## Exercise prompt
Could you recast every line of the material below as a JSON list of strings, one string per line, with blank lines left out?

## Information provided
---*---

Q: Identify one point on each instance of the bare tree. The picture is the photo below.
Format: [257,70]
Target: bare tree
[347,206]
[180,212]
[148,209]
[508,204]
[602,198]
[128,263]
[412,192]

---*---

## Output for this exercise
[
  "Q: Identify one point on each instance of the bare tree. The picture is the photo below.",
  "Format: [257,70]",
  "Target: bare tree",
  "[347,206]",
  "[180,212]",
  "[148,209]",
  "[508,204]",
  "[602,198]",
  "[128,263]",
  "[412,192]"
]